Required task A:
In the excerpt on board nominations, how many persons may Apollo nominate while it owns Shares representing at least 25% but less than 50% of the Initial Interest?

Source excerpt:

2.2.1 So long as Apollo continues to own Shares that
represent at least 50% of the Initial Interest, Apollo shall have the right to
nominate two persons for election to the Board.
2.2.2 So long as Apollo owns Shares that represent at
least 25% but less than 50% of the Initial Interest, Apollo shall have the right
to nominate one person for election to the Board. At such time as Apollo owns
Shares that represent less than 50% of the Initial Interest, the Board shall be
reduced from twelve directorships to eleven directorships and if two Investor
Directors are serving at such time, one Investor Director nominated by Apollo
shall resign from the Board.
2.2.3 If, at any time, Apollo owns Shares that
represent less than 25% of the Initial Interest, Apollo shall no longer be
entitled to nominate persons for election to the Board and if an Investor
Director is serving at such time, such Investor Director shall resign from the
Board. At such time as Apollo owns Shares that represent less than 25% of the
Initial Interest, the Board may be reduced or increased at the option of the
Company.

Required task B:
From the listing below, copy every line exactly, starting at the line that contains "In this photo, each instance of the distant structure" and ending at the last line of the listing.

Extracted entries:

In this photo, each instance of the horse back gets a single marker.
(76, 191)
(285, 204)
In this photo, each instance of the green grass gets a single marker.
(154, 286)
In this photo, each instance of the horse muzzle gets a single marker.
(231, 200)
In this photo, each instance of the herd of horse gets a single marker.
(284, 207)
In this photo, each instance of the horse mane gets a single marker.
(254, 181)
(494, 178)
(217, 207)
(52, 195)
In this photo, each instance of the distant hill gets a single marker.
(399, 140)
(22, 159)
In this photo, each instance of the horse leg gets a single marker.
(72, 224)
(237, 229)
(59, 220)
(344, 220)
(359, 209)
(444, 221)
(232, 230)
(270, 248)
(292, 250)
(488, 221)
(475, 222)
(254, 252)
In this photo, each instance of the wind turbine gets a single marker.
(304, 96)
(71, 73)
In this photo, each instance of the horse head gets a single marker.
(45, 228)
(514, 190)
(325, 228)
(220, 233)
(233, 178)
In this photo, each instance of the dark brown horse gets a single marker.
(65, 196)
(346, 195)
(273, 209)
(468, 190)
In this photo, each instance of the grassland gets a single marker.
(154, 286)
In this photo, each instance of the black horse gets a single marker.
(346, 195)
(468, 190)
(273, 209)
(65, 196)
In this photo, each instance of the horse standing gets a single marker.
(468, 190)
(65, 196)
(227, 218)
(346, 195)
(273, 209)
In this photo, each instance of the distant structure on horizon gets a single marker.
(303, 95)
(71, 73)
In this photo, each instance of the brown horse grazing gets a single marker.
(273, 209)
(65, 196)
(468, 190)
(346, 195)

Expected answer A:
One person.

Expected answer B:
In this photo, each instance of the distant structure on horizon gets a single marker.
(303, 95)
(71, 73)
In this photo, each instance of the brown horse grazing gets a single marker.
(273, 209)
(65, 196)
(468, 190)
(346, 195)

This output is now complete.